# Work to be completed
Find each line in the items below that contains the word "leaf", and copy those lines.

# Material for the task
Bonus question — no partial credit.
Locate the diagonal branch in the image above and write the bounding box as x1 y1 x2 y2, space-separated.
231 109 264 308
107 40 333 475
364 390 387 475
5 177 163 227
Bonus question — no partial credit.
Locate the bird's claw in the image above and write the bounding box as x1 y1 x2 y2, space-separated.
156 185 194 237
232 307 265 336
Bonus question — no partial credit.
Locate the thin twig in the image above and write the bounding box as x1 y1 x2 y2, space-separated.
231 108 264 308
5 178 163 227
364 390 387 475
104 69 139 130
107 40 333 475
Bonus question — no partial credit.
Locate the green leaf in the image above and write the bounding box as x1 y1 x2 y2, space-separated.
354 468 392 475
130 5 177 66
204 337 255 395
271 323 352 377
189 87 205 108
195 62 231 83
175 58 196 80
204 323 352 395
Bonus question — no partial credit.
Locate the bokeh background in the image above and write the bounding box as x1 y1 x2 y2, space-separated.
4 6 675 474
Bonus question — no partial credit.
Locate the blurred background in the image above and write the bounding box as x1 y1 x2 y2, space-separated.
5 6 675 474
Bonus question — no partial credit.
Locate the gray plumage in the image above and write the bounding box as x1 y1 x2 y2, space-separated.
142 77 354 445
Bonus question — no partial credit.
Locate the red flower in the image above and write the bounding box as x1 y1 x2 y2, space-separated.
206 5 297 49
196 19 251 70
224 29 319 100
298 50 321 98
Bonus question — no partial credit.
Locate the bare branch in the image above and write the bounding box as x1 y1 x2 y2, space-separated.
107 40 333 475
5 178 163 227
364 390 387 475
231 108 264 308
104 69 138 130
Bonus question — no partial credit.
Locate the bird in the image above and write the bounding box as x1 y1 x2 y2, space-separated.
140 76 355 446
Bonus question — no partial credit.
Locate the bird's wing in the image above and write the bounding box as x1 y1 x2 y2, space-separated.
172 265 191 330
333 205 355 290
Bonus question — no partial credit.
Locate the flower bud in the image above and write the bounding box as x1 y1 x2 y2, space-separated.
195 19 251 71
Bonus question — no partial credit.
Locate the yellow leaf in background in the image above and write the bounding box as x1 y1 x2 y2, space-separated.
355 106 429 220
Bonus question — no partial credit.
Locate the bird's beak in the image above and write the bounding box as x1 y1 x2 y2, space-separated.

---

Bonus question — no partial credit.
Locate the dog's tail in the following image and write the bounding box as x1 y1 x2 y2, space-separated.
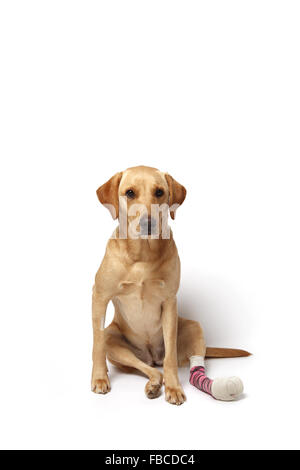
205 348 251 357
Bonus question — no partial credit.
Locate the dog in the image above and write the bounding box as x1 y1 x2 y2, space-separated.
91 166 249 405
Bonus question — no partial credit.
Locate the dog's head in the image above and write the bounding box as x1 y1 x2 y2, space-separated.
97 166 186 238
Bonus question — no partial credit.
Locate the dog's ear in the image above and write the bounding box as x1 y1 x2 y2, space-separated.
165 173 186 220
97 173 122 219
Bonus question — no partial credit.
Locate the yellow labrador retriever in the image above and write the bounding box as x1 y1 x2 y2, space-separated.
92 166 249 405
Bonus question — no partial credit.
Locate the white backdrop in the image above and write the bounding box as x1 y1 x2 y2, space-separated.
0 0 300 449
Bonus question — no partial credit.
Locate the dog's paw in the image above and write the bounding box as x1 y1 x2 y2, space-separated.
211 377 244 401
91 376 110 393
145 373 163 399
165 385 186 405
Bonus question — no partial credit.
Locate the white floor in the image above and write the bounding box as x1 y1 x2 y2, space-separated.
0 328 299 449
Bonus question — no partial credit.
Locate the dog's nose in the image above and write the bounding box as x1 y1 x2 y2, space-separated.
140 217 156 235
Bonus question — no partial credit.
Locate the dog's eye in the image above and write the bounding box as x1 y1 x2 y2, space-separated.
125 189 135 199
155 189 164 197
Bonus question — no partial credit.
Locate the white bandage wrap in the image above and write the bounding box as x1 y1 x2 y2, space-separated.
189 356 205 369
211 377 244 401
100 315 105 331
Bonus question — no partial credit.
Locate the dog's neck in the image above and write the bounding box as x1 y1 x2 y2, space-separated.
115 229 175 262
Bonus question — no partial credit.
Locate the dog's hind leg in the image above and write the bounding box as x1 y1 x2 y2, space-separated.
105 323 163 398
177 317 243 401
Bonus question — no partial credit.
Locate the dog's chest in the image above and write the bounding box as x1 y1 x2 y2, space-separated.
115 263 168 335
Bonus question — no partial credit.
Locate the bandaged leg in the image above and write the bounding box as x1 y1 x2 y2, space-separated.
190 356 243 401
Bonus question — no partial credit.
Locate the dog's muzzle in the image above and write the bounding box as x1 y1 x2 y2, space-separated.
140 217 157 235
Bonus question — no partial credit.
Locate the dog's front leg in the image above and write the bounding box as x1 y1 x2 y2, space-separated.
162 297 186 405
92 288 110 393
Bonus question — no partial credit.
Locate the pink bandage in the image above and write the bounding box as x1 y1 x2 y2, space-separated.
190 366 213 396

# Expected answer
Locate the green leaf in the image above and write the bounding box as x1 y1 x2 y2, space-separated.
Locate the yellow leaf in background in the image above and write the bounding box as x1 y1 x2 y2, space-separated.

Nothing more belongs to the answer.